* [PROBLEM DETAILS]:
Give back the line below containing "postcard? Format it as [x1, y1, x2, y2]." and every later line, exactly.

-------

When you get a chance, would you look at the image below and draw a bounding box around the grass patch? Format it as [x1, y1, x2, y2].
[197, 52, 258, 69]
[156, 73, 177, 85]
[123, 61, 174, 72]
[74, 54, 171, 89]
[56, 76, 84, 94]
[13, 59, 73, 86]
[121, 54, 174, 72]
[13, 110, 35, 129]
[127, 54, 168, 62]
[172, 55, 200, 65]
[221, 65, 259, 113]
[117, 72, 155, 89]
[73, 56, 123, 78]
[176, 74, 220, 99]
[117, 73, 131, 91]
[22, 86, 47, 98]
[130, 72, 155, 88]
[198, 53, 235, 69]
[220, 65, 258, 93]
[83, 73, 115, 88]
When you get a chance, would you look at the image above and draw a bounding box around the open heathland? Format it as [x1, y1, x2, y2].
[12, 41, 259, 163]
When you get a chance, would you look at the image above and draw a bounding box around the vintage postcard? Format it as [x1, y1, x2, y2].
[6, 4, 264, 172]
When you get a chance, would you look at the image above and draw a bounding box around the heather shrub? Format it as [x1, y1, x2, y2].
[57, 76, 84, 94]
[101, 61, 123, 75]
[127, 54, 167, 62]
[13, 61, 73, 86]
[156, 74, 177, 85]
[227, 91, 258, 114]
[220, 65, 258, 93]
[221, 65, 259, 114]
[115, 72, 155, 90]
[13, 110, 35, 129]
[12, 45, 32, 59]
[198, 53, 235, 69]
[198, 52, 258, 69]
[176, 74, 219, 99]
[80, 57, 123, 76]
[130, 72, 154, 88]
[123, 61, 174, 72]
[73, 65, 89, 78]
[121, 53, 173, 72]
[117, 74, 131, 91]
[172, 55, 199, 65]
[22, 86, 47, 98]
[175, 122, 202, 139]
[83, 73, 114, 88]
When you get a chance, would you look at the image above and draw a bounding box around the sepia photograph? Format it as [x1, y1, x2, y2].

-------

* [SOLUTION TO THE PROBLEM]:
When you get a chance, would you look at the image above and draw a bounding box around the vintage postcard? Format it as [x1, y1, x2, y2].
[6, 4, 264, 172]
When you get a chance, would you look at the image above and draw a bounding box around the heather shrub? Format it as [x1, y1, x2, y2].
[57, 76, 84, 94]
[101, 61, 123, 75]
[127, 54, 167, 62]
[13, 61, 73, 86]
[156, 74, 177, 85]
[227, 91, 258, 114]
[220, 65, 258, 93]
[221, 65, 259, 114]
[115, 72, 155, 90]
[13, 110, 35, 129]
[12, 45, 32, 59]
[198, 53, 235, 69]
[198, 52, 258, 69]
[176, 74, 219, 99]
[80, 57, 123, 76]
[130, 72, 154, 88]
[123, 61, 174, 72]
[73, 65, 89, 78]
[121, 53, 173, 72]
[117, 74, 131, 91]
[172, 55, 199, 65]
[22, 86, 47, 98]
[175, 122, 202, 139]
[83, 73, 114, 88]
When you get a chance, would you look at the image above and draw a bounding box around the sepia photograph? Format it as [x1, y1, x2, y2].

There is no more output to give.